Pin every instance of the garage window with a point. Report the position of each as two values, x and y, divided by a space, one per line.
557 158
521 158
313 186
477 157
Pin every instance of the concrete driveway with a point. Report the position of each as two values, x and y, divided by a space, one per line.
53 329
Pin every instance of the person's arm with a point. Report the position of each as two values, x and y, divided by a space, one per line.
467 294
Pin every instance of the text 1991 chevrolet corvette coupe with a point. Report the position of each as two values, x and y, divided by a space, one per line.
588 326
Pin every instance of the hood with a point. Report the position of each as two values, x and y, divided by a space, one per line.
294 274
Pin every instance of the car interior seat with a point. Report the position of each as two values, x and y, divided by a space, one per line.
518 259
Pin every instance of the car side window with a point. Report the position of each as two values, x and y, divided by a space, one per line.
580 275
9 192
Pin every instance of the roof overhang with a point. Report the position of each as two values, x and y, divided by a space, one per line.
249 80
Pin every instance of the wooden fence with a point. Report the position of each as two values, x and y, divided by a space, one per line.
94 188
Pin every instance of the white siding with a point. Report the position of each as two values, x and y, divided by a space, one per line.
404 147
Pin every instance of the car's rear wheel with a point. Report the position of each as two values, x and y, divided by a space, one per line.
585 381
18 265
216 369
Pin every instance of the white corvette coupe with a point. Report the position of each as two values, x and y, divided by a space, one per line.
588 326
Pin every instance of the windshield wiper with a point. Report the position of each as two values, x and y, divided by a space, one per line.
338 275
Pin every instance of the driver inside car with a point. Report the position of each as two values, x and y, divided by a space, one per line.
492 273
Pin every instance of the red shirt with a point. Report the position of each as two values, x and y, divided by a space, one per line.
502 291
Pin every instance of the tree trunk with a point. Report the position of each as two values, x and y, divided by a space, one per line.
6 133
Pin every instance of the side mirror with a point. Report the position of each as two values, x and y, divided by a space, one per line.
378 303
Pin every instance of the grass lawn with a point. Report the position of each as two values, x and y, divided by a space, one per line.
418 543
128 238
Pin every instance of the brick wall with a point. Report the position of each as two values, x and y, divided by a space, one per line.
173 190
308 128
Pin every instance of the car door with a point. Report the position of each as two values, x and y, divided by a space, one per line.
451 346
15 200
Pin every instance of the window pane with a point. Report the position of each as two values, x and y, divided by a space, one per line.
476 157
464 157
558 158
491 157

**EXERCISE BRIEF**
Down to the final line, write out all of the material exactly.

**WRITTEN ANSWER**
Pin every instance of the garage window with a point. Report the position of each as two values, x and y, divided by a space, one per line.
557 158
521 158
313 186
477 157
Pin every instance of the concrete driveway with a point. Report the position of each as two values, x and y, divided by a space, one per line.
53 329
Pin every instance of the person's arm with a point. Report the position of each as two values, x and y, divided by a space, one per line.
467 294
Pin every instance of the text 1991 chevrolet corvette coupe with a point. Report the position of each as two values, x and y, divided by a space, one per line.
588 326
Pin every instance of the hood with a point. Report the position of each as two values, x and y, divided by a space, one per line.
294 274
Pin every instance of the car interior seat with a point. Report the position of each as two values, x and y, divided by a space, one per line.
518 259
Pin every instance of the car side window with a point. Report the position of each as two values, x and y, divided by a space, one per line.
580 275
9 192
Pin every instance of the roof overhang with a point. Report the position of each as two values, x and y, divided by a space, one per line.
249 80
Pin every instance of the wooden fence with a point. Report the position of each as two values, x and y, divided by a space, one per line.
94 188
Pin every instance of the white siding with a point. Report the position of each as two values, x and y, divided by a space, one per line.
404 147
Pin every instance of the car's rear wheel with a point. Report the position of each as two values, x and y, divided by a space, one per line.
585 381
18 265
216 369
Pin every instance of the white corvette coupe with a point. Report the position of each as two values, x and y, divided by a space, one per line.
588 326
Pin every instance of the windshield wiper with a point. Report the position of each as two values, x and y, divided by a space, one per line.
338 275
Pin every instance of the driver inside car with a point. Report the position of each as two values, x and y, divided by a space, one per line.
492 273
Pin every instance of the red shirt with a point. Report the position of each as two values, x and y, divided by a space, one per line.
502 291
Pin every instance of the tree trunk with a point. Report the position of each as two values, x and y, divided by a space, one per line.
6 133
Pin every instance of the side mirror with a point. Report the position of each as two values, x and y, divided by a space, one per line.
378 303
Pin every instance of the grass lawn with a point. Report the position of each as two values, x and y, divided by a space, one per line.
418 543
128 238
Pin every instance of the brick wall with a point. Report the position of each as two values, x and y, divided by a space, one per line.
173 190
308 128
Pin every instance of the car door with a point. Report the position of each as two values, x and y, divided by a space, one per line.
451 346
15 200
Pin every instance of the window pane with a point. Report the position of each as two values, x and y, divided by a space, one per line.
476 157
464 157
558 158
491 157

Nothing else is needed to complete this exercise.